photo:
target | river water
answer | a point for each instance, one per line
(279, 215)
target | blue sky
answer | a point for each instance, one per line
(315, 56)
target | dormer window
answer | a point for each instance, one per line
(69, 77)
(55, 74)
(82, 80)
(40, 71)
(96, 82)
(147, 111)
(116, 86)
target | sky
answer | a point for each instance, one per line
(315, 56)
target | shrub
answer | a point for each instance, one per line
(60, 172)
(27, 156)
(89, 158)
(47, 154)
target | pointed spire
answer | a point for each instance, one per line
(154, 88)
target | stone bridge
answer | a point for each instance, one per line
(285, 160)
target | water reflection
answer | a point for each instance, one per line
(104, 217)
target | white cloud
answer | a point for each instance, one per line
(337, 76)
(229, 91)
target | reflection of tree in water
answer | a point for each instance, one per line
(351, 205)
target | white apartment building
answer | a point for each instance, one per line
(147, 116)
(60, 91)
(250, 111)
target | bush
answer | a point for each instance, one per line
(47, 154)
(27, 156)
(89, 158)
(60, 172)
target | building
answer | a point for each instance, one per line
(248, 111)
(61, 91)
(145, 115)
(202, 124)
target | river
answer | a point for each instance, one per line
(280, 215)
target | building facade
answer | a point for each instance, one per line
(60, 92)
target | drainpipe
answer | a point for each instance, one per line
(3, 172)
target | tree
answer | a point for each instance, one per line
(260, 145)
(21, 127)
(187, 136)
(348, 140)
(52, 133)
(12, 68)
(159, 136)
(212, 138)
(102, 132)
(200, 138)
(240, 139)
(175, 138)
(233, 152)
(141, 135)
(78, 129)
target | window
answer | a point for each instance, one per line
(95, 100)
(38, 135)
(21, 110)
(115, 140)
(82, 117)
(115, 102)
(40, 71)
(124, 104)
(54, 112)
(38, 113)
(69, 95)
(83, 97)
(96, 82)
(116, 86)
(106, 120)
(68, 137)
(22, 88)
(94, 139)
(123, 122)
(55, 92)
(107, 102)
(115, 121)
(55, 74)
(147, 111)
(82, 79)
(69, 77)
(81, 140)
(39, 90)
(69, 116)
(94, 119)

EXERCISE INSTRUCTIONS: Wherever the word "reflection" turns up in the records, copy out the line it is on.

SOLUTION FOR THIS PROBLEM:
target | water reflection
target | reflection of tree in water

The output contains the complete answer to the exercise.